Poder-se-ia vislumbrar que admissível era a atividade do Poder Público Estadual, em vista de tratar-se o Decreto 50301/68 de decreto regulamentar autônomo, seguindo lição de Hely Lopes Meirelles (pg. 162): "Decreto independente ou autônomo é o que dispõe sobre matéria ainda não regulada especificamente em lei. A doutrina aceita esses provimentos administrativos praeter legem para suprir a omissão do legislador, desde que não invadam as reservas de lei, isto é, as matérias que só por lei podem ser reguladas. Advirta-se, todavia, que os decretos autônomos ou independentes não substituem definitivamente a lei: suprem, apenas, a sua ausência, naquilo que pode ser provido por ato do Executivo, até que a lei disponha a respeito. Promulgada a lei, fica superado o decreto".

• [Trechos de dados]:

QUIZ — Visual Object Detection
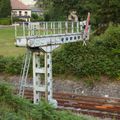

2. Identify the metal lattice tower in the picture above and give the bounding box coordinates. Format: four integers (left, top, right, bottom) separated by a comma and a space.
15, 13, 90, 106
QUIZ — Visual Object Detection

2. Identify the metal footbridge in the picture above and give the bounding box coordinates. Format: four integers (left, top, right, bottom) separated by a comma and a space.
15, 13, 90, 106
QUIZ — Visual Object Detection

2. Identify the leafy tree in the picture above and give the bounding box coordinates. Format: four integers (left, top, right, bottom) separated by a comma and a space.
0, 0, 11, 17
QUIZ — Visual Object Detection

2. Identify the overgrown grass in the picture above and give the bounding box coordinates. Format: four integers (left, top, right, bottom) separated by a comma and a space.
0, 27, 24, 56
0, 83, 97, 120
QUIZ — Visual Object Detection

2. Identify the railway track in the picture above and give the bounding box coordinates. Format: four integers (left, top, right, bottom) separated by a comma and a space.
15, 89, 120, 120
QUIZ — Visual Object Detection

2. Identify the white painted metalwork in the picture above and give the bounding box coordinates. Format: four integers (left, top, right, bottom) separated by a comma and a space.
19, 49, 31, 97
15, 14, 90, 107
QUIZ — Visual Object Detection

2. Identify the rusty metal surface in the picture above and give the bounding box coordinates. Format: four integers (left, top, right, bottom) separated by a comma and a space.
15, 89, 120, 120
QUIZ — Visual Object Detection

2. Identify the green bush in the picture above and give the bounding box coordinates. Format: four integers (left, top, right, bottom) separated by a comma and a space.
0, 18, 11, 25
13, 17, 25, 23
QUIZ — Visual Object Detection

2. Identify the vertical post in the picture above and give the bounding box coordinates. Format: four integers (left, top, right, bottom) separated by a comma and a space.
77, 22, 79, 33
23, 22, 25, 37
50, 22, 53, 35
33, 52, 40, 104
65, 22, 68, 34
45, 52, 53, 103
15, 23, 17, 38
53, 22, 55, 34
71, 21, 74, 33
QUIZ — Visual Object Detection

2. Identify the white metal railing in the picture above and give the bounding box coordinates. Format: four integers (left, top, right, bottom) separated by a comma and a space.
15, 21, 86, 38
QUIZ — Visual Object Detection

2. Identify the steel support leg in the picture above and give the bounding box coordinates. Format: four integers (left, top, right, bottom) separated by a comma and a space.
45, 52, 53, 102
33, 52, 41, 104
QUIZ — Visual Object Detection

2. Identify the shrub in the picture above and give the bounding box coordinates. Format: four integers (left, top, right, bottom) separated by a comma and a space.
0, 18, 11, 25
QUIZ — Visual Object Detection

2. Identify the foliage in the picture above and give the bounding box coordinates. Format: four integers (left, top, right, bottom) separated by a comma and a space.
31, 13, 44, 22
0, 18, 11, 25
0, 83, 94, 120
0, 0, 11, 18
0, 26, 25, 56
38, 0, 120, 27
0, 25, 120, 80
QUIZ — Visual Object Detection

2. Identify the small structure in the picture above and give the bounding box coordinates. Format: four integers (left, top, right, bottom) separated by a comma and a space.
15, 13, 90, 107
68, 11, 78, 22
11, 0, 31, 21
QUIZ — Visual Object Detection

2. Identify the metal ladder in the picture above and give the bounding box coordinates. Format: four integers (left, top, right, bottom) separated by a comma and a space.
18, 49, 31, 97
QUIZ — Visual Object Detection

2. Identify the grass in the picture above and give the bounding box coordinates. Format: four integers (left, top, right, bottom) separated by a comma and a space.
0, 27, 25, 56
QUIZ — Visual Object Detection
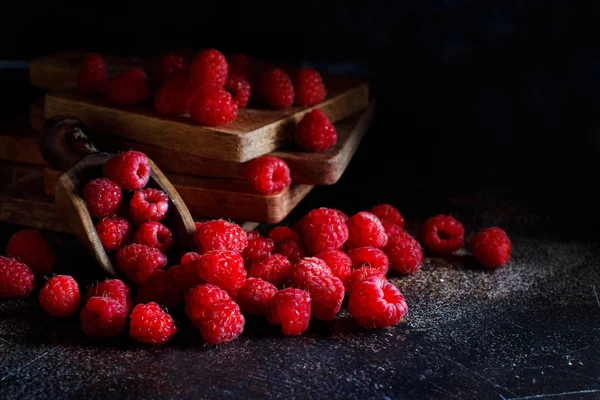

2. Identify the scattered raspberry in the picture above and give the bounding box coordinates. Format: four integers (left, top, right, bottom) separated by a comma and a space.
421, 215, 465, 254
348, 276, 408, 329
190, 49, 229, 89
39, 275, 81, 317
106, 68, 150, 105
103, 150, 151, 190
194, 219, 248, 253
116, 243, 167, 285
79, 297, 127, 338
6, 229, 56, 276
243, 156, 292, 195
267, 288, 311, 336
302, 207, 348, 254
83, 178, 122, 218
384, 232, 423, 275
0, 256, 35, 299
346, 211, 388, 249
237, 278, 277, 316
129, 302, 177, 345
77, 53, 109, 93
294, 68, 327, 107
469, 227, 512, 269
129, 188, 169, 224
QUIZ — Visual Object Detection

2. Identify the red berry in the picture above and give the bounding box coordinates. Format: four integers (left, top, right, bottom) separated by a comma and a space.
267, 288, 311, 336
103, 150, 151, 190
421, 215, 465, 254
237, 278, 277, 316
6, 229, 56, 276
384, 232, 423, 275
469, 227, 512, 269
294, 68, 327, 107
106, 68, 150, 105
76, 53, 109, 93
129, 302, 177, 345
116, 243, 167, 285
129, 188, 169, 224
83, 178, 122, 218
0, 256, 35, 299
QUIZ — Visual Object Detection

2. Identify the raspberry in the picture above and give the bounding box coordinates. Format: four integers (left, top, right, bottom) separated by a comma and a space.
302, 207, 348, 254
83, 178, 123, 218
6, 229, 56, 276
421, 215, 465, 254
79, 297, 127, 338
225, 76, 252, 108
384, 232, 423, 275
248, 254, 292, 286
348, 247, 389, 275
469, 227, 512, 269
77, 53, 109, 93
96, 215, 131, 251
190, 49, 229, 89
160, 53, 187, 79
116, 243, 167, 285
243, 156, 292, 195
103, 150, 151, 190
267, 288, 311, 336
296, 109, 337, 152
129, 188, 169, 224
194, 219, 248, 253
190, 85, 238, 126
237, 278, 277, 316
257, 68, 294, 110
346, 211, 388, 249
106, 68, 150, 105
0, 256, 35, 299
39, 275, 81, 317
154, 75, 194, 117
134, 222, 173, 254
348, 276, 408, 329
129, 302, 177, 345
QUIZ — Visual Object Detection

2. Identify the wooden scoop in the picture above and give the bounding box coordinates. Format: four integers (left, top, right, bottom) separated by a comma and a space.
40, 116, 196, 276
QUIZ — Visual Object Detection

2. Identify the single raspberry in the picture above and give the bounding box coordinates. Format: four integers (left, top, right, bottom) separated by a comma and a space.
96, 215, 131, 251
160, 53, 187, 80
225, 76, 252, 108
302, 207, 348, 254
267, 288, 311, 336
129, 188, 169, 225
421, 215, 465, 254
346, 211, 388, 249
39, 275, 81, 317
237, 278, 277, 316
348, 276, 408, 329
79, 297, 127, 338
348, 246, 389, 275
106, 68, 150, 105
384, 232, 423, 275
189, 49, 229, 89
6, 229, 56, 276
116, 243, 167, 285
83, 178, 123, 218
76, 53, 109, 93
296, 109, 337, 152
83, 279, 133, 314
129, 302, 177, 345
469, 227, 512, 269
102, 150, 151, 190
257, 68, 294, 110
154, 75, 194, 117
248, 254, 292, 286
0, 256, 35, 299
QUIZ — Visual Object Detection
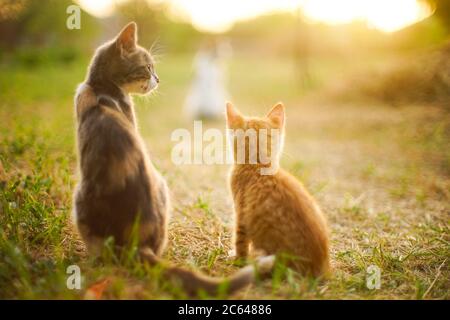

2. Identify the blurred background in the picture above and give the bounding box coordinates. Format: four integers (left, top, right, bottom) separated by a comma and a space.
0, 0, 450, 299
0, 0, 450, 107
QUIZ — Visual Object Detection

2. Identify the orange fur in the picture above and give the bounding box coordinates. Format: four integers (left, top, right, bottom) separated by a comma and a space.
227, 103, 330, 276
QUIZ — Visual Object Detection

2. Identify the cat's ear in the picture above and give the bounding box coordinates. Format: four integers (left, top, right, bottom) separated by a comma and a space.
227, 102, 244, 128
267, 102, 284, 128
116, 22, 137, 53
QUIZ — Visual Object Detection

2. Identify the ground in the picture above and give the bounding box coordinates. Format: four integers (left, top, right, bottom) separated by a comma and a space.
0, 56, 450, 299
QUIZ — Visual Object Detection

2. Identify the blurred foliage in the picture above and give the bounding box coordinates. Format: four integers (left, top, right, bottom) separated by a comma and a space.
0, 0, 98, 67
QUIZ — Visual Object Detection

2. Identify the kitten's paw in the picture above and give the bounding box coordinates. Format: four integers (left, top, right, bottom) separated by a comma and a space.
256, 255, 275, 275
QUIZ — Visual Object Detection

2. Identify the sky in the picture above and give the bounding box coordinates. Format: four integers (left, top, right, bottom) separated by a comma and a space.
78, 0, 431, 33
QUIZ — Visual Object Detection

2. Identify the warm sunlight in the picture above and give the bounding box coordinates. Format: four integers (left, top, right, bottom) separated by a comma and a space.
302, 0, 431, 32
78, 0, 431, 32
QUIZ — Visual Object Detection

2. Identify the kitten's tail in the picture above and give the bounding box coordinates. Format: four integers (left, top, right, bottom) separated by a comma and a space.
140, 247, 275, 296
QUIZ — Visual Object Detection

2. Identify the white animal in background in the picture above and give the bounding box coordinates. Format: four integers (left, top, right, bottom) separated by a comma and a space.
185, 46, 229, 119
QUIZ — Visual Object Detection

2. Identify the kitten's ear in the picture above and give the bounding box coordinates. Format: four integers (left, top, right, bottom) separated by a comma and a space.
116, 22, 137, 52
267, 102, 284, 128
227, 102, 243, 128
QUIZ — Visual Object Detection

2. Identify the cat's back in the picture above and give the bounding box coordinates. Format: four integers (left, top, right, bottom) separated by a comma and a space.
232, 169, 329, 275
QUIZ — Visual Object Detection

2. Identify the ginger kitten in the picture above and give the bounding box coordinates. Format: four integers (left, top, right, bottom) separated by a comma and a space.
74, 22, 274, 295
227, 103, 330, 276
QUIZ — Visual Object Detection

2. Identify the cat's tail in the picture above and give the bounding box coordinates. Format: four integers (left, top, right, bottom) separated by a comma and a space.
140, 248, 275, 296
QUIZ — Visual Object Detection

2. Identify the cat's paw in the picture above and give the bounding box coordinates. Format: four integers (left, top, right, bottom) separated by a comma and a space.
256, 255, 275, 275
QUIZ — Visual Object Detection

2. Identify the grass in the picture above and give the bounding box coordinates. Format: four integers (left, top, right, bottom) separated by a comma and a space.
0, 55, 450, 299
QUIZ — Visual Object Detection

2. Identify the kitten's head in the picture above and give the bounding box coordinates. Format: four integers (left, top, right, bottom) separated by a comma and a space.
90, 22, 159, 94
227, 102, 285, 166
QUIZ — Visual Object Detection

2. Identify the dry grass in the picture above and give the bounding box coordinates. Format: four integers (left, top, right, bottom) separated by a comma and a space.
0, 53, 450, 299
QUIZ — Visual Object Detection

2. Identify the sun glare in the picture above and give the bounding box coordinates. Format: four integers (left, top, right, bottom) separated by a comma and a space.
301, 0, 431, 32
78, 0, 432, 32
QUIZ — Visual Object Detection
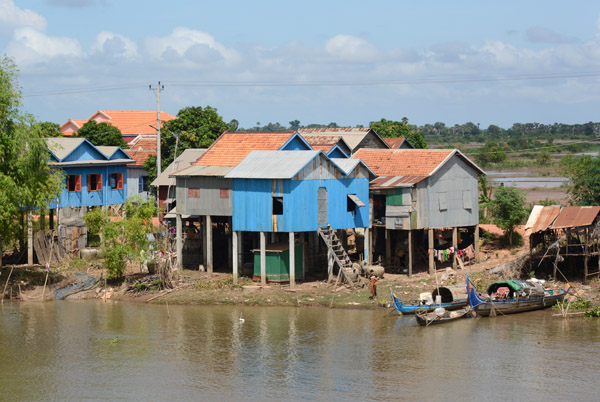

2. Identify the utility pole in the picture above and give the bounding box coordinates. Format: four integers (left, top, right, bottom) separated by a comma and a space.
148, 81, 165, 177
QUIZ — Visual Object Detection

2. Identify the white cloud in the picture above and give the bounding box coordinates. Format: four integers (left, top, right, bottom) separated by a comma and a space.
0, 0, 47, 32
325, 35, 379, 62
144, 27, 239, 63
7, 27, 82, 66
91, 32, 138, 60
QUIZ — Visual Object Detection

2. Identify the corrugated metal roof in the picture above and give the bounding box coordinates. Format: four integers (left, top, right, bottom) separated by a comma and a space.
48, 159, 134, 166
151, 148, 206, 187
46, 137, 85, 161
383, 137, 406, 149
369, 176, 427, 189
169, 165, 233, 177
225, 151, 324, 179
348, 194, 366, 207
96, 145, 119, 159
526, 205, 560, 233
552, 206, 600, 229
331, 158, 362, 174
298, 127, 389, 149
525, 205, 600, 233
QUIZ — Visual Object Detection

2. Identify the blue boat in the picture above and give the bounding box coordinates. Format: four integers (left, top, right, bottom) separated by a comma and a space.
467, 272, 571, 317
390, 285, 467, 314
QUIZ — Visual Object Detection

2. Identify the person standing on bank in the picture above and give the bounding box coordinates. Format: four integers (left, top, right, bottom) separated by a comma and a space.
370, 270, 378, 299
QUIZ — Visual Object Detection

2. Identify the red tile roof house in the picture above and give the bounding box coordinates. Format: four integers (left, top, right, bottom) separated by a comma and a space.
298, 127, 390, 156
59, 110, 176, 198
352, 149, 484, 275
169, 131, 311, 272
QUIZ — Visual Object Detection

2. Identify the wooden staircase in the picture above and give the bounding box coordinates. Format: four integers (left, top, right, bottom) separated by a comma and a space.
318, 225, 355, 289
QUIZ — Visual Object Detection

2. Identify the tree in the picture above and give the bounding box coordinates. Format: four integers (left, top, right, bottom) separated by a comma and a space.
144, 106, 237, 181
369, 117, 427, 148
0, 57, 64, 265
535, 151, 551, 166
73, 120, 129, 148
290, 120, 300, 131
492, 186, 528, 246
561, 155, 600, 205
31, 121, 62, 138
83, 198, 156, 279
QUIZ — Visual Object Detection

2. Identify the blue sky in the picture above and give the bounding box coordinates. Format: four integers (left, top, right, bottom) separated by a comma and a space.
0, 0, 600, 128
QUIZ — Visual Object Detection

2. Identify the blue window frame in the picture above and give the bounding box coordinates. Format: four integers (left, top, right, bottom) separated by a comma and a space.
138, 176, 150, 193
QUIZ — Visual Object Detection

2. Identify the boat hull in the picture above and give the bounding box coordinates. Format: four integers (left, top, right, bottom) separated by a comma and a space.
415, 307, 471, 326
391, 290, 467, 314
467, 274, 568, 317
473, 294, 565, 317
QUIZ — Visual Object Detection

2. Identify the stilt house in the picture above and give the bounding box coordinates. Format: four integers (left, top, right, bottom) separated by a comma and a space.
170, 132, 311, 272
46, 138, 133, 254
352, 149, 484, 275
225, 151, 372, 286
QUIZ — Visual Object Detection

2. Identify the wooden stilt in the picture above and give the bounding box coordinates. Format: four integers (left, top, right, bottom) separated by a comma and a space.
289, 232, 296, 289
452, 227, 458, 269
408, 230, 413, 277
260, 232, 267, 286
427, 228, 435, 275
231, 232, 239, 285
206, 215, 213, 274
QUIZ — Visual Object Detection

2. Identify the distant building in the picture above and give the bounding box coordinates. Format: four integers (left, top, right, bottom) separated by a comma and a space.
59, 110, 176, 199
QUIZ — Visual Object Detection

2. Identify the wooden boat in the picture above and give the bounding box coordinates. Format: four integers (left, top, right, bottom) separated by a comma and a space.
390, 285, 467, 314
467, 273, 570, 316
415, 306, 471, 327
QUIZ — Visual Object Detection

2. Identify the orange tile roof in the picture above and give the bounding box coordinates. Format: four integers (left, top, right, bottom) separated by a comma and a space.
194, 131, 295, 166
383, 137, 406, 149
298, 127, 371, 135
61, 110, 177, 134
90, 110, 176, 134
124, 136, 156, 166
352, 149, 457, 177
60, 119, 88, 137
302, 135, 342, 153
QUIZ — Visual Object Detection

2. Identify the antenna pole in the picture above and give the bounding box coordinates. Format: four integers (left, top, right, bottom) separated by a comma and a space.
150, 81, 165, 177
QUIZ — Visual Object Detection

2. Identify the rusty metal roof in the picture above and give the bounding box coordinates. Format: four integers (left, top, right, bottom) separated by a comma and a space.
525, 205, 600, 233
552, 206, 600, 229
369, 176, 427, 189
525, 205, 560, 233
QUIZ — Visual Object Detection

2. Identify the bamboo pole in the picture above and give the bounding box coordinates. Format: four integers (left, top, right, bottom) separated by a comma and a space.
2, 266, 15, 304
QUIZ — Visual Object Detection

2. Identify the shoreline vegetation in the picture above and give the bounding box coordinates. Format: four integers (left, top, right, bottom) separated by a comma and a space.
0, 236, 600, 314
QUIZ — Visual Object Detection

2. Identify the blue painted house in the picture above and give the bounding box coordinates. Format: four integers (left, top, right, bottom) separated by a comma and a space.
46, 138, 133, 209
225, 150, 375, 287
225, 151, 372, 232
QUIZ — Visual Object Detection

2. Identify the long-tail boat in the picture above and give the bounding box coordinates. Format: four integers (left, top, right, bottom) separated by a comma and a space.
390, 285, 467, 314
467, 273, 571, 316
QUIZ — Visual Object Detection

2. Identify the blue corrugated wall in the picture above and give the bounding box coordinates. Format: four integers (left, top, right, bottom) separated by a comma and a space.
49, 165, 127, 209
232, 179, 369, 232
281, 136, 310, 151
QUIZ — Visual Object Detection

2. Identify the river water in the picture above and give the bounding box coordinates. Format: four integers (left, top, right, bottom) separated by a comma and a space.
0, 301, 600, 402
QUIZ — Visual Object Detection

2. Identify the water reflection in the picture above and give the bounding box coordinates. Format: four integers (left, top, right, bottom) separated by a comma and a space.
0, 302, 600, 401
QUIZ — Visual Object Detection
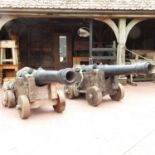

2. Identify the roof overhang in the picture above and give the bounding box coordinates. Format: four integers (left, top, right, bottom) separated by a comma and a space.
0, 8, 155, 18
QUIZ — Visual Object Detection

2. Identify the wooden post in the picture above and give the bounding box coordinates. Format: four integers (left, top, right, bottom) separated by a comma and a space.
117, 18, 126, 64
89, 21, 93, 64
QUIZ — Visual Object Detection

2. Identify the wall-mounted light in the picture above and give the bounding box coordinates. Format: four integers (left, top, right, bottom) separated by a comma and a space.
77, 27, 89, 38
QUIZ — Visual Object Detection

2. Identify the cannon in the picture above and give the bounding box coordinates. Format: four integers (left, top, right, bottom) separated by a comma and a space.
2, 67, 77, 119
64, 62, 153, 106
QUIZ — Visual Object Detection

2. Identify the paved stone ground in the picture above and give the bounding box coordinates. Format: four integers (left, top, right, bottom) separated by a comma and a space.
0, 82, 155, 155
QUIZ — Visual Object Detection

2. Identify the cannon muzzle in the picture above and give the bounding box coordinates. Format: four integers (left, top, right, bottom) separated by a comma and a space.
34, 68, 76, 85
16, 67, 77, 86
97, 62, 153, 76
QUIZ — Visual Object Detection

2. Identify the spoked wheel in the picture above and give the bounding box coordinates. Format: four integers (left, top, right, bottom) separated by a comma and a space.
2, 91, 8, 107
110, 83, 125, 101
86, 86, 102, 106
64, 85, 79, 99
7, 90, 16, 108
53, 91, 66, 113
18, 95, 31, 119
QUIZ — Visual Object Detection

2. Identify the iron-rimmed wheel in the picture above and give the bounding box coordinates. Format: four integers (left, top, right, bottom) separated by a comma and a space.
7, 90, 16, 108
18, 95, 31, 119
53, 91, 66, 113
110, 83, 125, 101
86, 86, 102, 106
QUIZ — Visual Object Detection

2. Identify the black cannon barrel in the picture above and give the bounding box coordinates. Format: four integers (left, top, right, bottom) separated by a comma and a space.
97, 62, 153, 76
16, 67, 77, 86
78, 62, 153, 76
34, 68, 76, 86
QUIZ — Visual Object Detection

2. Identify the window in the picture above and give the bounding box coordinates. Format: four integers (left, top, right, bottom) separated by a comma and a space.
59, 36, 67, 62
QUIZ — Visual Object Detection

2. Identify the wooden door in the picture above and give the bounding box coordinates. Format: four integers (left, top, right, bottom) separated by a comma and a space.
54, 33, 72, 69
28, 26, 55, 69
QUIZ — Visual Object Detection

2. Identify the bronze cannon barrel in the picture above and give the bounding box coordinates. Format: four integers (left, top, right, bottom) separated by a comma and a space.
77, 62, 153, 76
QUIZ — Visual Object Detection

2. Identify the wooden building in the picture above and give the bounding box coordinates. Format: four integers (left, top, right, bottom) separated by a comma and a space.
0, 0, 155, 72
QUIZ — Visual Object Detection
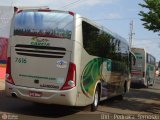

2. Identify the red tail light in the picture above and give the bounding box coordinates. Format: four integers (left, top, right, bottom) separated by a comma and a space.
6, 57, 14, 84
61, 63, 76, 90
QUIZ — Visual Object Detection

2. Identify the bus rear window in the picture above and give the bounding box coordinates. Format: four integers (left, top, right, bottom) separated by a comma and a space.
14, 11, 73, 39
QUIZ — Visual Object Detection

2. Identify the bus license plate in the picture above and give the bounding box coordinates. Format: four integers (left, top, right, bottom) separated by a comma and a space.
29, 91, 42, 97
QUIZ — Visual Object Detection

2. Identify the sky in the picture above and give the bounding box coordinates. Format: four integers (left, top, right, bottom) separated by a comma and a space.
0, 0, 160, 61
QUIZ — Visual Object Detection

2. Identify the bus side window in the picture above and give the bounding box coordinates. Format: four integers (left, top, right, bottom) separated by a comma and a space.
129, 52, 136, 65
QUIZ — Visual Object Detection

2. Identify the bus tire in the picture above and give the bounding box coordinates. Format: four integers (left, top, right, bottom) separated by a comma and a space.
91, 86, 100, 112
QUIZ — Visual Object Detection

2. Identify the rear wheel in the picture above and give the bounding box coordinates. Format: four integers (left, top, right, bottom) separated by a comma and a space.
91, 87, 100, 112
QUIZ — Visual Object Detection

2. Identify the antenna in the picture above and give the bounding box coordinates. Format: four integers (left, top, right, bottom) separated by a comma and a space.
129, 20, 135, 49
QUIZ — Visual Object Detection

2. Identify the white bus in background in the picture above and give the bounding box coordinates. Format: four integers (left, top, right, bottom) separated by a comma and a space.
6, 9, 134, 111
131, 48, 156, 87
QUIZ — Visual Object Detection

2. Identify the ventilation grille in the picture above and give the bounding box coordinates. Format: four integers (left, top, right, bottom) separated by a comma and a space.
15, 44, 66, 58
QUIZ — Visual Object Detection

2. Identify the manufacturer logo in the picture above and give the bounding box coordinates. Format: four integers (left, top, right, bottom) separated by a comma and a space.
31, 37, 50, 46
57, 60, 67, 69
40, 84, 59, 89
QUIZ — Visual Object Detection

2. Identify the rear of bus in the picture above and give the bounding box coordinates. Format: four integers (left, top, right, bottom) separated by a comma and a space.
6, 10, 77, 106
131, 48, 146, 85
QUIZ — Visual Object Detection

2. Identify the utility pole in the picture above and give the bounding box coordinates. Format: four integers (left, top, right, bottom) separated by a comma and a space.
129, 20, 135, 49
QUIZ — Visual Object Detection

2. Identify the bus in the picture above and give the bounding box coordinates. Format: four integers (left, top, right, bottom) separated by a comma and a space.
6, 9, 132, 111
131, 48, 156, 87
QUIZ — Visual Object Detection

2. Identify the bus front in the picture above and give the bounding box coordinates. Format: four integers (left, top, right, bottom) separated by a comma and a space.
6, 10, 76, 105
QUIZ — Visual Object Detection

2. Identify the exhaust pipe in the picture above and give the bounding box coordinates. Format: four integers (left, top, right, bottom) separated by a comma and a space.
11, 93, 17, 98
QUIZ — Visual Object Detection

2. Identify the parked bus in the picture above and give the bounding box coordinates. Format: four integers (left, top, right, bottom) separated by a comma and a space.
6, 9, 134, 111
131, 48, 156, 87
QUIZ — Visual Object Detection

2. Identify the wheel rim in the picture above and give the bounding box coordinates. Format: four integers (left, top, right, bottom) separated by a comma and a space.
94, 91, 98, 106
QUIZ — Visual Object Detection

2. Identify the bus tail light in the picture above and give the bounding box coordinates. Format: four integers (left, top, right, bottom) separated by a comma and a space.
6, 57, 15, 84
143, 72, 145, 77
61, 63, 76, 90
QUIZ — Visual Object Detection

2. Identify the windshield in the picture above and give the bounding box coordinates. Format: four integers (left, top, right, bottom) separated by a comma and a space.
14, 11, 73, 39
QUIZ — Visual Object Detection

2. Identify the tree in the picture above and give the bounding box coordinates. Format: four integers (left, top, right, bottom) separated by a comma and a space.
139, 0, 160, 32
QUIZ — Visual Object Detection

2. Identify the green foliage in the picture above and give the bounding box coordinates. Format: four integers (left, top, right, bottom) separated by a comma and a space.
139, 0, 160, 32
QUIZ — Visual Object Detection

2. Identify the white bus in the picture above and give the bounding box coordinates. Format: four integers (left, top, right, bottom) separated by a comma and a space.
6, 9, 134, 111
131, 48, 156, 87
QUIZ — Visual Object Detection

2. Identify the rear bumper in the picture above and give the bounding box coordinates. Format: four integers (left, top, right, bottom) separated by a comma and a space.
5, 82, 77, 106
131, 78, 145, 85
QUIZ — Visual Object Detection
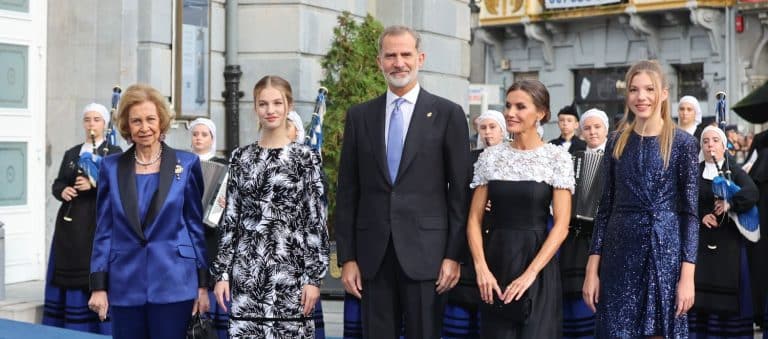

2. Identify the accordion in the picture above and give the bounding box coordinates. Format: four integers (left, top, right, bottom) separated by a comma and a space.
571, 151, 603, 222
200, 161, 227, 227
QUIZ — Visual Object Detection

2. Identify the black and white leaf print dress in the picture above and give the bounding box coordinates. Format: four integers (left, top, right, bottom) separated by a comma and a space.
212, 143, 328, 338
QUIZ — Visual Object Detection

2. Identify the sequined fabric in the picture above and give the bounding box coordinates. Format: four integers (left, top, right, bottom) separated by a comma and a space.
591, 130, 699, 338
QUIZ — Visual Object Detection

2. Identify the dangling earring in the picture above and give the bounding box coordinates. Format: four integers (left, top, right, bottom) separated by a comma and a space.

• [Exercícios para resolver]:
(1) No trecho sobre decretos autônomos, o que acontece com o decreto depois que a lei é promulgada?
(2) Selecione todas as linhas das entradas que contêm a palavra "water", diferenciando maiúsculas de minúsculas.

• [Tarefas resolvidas]:
(1) O decreto fica superado.

(2)
2. Identify the river water in the picture above and give the bounding box coordinates. Format: four integers (left, top, right, bottom) separated by a comma and a space.
2. Identify the water reflection in the picture above and give the bounding box coordinates. Format: four integers (left, top, right, bottom) separated by a comma and a space.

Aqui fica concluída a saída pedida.